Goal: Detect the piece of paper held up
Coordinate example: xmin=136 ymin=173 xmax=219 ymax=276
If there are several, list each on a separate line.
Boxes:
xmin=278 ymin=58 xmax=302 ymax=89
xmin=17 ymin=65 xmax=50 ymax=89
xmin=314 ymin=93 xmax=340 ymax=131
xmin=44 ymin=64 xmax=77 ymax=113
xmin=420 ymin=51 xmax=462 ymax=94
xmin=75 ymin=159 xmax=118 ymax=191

--

Rewrite the records above, replacing "piece of paper" with "sheet of paper" wherever it occurs and leaving every other line unchanged.

Full solution
Goal: Detect the sheet of paper held up
Coordinate example: xmin=136 ymin=173 xmax=219 ymax=276
If there are several, list each on a separate line.
Boxes:
xmin=278 ymin=58 xmax=302 ymax=89
xmin=17 ymin=65 xmax=50 ymax=89
xmin=314 ymin=93 xmax=340 ymax=131
xmin=44 ymin=64 xmax=77 ymax=113
xmin=420 ymin=51 xmax=462 ymax=94
xmin=75 ymin=159 xmax=118 ymax=191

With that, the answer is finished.